SOURCE RECORDS
⁂
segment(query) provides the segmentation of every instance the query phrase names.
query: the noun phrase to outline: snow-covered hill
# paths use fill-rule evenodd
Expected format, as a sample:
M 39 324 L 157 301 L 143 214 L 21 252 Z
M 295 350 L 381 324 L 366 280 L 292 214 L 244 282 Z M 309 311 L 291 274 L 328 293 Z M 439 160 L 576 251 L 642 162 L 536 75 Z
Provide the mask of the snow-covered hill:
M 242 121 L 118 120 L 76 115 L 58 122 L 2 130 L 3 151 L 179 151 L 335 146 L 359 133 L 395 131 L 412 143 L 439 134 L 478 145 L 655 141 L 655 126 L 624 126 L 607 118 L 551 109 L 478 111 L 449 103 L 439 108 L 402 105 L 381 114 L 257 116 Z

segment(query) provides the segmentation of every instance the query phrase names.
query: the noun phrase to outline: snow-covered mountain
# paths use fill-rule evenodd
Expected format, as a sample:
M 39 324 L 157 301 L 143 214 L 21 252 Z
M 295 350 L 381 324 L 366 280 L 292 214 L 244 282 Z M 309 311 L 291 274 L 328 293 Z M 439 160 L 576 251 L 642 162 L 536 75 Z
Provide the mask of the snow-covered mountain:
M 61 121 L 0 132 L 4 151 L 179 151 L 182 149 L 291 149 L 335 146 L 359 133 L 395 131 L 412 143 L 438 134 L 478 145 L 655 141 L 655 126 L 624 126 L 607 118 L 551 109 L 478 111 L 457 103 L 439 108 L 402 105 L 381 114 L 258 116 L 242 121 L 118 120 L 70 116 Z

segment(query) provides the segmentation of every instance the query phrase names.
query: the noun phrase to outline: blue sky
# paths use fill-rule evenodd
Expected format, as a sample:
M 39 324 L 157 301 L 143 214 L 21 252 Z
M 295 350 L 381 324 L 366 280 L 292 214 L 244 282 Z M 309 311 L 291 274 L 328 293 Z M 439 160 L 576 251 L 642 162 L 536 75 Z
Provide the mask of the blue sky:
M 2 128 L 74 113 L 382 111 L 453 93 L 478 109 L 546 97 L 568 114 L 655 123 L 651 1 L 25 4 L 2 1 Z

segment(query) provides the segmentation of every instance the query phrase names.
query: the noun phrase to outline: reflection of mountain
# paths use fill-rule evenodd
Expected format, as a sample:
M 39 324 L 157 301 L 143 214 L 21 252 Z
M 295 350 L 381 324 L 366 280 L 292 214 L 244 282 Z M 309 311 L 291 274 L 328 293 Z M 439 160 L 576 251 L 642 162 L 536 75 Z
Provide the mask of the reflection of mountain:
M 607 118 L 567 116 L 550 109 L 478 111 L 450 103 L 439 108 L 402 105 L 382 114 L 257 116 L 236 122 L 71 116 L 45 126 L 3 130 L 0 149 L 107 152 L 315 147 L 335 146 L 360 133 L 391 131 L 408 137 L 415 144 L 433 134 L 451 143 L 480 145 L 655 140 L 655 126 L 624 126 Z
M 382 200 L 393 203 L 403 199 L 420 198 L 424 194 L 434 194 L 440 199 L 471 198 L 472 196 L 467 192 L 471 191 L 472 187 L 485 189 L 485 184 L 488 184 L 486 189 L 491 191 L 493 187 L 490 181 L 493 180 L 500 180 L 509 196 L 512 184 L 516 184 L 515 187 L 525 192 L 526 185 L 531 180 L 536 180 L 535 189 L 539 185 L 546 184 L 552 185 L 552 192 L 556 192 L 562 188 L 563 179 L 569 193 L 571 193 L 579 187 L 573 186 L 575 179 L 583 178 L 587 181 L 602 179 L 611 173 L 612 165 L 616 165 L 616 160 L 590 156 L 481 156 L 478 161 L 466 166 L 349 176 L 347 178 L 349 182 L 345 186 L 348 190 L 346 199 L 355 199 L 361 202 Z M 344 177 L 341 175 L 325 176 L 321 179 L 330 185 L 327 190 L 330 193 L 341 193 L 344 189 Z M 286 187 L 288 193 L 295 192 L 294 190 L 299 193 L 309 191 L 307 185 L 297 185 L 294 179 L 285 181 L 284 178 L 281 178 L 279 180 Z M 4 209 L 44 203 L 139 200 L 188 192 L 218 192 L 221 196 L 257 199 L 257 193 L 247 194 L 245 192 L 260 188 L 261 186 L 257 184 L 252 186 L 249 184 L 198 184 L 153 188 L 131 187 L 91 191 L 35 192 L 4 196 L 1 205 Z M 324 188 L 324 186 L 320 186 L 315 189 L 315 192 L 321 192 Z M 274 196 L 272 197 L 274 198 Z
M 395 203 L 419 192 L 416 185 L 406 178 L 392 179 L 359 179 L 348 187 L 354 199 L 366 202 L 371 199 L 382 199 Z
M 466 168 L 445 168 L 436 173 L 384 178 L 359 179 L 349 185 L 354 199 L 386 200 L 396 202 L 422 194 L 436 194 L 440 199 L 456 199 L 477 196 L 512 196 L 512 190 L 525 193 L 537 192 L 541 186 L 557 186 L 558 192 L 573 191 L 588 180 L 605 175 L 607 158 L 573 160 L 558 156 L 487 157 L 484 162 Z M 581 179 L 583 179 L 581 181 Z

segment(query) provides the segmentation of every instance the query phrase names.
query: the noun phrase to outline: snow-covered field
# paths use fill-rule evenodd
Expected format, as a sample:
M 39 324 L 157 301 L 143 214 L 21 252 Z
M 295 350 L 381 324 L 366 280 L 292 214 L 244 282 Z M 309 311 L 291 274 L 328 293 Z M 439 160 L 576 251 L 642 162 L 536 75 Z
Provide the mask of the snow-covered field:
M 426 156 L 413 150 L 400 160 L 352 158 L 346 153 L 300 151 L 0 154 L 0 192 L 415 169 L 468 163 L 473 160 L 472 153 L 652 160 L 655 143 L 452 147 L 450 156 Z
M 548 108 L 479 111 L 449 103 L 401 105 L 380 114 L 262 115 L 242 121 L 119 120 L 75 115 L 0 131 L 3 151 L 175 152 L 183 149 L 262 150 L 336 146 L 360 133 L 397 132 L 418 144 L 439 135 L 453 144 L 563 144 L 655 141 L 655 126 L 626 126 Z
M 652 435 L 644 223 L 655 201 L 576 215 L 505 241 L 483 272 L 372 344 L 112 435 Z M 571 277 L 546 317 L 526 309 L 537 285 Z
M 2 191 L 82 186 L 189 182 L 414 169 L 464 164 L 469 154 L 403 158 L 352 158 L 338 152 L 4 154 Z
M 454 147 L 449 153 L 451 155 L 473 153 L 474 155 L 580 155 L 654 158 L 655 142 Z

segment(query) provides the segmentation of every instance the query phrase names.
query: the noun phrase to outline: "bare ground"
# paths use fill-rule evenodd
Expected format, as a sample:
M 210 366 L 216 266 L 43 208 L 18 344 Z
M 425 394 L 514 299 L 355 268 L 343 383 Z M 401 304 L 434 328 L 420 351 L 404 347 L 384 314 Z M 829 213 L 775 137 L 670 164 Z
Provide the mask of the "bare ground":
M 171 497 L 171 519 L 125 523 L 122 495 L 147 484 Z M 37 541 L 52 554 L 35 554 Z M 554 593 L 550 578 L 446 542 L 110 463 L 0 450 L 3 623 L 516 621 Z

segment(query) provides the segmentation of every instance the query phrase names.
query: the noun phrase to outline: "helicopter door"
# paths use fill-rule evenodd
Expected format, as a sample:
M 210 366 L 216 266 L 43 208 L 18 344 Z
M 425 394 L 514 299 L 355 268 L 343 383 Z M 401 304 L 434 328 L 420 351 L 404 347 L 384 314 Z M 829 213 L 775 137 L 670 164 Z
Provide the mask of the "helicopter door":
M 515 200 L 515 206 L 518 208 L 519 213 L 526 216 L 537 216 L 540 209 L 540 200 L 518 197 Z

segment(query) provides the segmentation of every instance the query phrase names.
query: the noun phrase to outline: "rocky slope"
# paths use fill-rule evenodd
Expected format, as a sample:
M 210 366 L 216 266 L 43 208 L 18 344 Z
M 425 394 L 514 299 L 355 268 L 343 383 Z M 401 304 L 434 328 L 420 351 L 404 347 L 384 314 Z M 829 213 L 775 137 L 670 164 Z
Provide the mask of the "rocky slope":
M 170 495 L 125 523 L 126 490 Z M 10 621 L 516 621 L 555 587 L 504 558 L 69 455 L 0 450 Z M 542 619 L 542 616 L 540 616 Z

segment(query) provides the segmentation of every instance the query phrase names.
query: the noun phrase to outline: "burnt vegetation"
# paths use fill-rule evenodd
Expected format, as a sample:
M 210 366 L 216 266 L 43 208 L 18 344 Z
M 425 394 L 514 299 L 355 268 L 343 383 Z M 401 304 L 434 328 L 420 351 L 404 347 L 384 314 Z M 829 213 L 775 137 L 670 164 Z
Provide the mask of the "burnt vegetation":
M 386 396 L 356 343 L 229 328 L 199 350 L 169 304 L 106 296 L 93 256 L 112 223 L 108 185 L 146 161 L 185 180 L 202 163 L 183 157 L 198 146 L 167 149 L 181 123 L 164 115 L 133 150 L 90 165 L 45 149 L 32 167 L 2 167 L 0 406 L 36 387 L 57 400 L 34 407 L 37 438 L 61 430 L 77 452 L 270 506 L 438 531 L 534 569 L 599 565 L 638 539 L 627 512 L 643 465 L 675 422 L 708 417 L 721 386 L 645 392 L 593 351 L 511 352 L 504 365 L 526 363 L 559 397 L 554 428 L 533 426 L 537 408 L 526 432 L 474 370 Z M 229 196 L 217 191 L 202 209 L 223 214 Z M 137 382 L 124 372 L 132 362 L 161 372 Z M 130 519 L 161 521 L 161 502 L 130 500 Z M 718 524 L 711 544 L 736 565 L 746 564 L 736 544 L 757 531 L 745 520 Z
⁂
GIVEN REQUEST
Please rewrite the lines from the very first one through the line that has "M 242 121 L", swapping "snow-covered hill" for "snowy ridge" and changing nothing else. Return only those lines.

SOLUTION TO THIS PROBLEM
segment(query) provides the segmentation of every instance the query phrase names.
query: the noun phrase to outline: snowy ridge
# paths use fill-rule evenodd
Expected format, as a sample:
M 39 324 L 157 301 L 143 214 L 21 252 Z
M 295 350 L 381 324 L 366 280 L 292 214 L 244 282 Z M 309 311 L 291 274 L 328 293 Z M 439 160 L 576 251 L 642 162 L 536 75 Z
Provide the mask of the snowy ridge:
M 242 121 L 118 120 L 76 115 L 58 122 L 2 130 L 3 151 L 179 151 L 335 146 L 359 133 L 395 131 L 412 143 L 439 134 L 478 145 L 655 141 L 655 126 L 624 126 L 607 118 L 551 109 L 478 111 L 449 103 L 439 108 L 402 105 L 381 114 L 257 116 Z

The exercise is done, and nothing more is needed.